Which lines below fall between the one containing "vertical stabilizer" and the one containing "passenger window"? Repeat them exactly, counting both of those lines, and add nothing else.

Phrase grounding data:
* * * * *
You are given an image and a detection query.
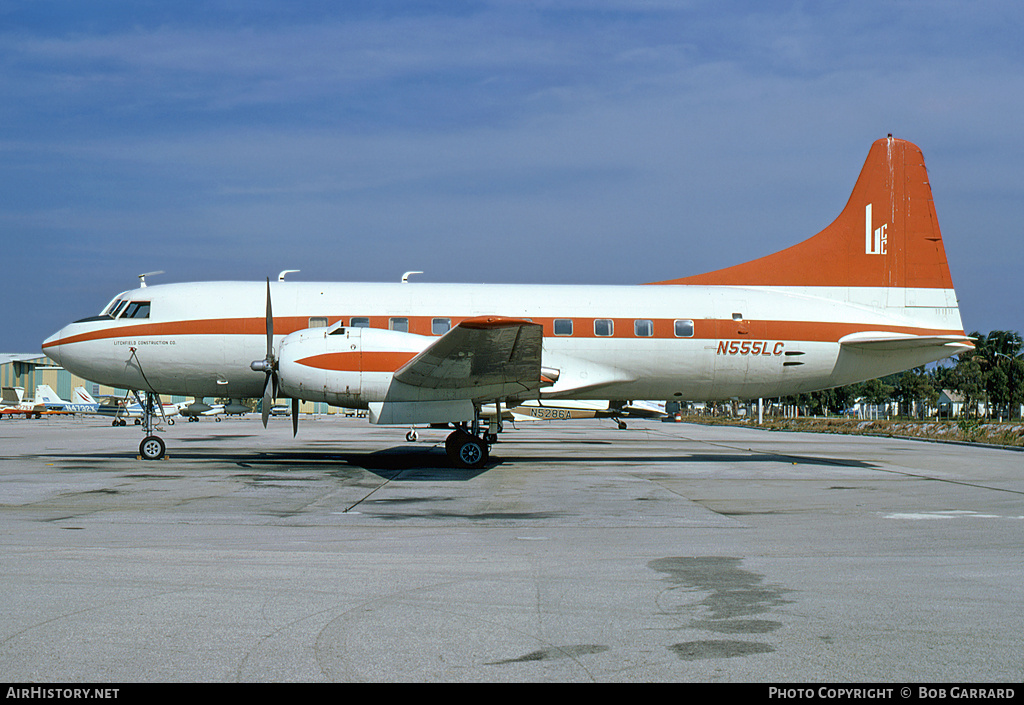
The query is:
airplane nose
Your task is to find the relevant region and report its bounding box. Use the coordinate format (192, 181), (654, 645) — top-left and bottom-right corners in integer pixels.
(42, 329), (64, 366)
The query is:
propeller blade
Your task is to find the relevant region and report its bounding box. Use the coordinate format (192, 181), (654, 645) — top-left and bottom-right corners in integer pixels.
(262, 377), (273, 428)
(265, 277), (274, 359)
(291, 397), (299, 437)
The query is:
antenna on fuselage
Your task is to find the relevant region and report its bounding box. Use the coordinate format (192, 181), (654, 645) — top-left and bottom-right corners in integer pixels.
(402, 271), (423, 283)
(278, 270), (300, 281)
(138, 271), (164, 288)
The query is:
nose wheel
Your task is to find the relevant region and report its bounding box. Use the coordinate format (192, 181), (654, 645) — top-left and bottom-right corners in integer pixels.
(139, 435), (166, 461)
(132, 388), (169, 460)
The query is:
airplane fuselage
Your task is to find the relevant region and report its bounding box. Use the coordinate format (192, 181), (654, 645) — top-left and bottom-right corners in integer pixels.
(43, 279), (965, 409)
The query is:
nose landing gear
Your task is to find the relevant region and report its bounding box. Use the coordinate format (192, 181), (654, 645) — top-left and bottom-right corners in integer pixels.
(133, 390), (169, 460)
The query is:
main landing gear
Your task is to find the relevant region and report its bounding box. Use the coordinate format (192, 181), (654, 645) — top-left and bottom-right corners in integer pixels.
(445, 428), (489, 469)
(443, 401), (502, 469)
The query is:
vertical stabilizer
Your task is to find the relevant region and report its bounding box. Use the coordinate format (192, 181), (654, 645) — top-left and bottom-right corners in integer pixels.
(651, 136), (956, 291)
(35, 385), (65, 403)
(73, 387), (98, 404)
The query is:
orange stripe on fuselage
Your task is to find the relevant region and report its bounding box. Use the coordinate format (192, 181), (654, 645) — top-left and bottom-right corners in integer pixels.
(42, 317), (312, 349)
(296, 351), (418, 373)
(42, 315), (967, 348)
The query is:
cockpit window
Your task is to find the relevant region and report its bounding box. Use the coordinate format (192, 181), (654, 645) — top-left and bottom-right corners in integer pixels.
(121, 301), (151, 319)
(101, 293), (129, 317)
(109, 299), (129, 318)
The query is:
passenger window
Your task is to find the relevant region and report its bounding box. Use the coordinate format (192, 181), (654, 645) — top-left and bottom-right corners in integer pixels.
(309, 317), (328, 328)
(634, 319), (653, 337)
(389, 317), (409, 333)
(123, 301), (150, 319)
(432, 318), (451, 335)
(350, 317), (370, 328)
(553, 319), (573, 336)
(674, 319), (694, 337)
(594, 319), (614, 337)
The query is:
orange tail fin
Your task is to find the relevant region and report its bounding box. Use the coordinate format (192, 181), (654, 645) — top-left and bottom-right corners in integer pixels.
(652, 136), (955, 290)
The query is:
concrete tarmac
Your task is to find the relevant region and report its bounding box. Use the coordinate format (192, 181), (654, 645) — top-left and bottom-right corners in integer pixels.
(0, 414), (1021, 682)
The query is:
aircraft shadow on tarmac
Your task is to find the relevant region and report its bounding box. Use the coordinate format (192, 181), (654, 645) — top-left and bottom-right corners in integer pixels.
(44, 445), (877, 480)
(239, 446), (492, 481)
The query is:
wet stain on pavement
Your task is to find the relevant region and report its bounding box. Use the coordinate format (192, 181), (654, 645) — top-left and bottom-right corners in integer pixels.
(669, 639), (775, 661)
(649, 556), (792, 661)
(487, 644), (609, 665)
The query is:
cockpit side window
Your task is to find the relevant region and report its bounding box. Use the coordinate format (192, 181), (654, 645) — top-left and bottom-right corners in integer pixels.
(122, 301), (151, 319)
(109, 299), (129, 318)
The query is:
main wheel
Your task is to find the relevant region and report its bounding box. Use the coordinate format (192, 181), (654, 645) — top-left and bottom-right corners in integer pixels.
(446, 432), (488, 469)
(139, 435), (166, 461)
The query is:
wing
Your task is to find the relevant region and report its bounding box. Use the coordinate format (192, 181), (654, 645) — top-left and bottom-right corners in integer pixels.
(369, 317), (544, 425)
(394, 316), (543, 395)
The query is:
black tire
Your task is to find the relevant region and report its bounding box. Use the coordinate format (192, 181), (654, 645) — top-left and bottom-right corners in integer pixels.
(444, 430), (464, 456)
(139, 435), (165, 461)
(447, 433), (488, 469)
* * * * *
- _Completed exercise_:
vertical stabilizer
Your task is to find the relevant region and report its bounding box. Use the coordinate format (192, 181), (654, 645) — top-left and bottom-right corners in integer pixels.
(651, 136), (956, 291)
(35, 385), (65, 403)
(73, 387), (98, 404)
The query is:
orange stripe on fuselage
Your task is to find the relevant region and report its bounding box. Use the coordinate format (192, 181), (654, 645) — top-left and bottom-right corners in integer pixels.
(42, 317), (312, 349)
(296, 351), (418, 373)
(42, 315), (967, 348)
The query is:
cockpit window
Your task is to find the relevant region and report its bounding box. Use the coordinate format (192, 181), (654, 645) — top-left and bottom-right corners in integer pixels.
(121, 301), (151, 319)
(101, 293), (129, 317)
(109, 299), (129, 318)
The query is:
passenger window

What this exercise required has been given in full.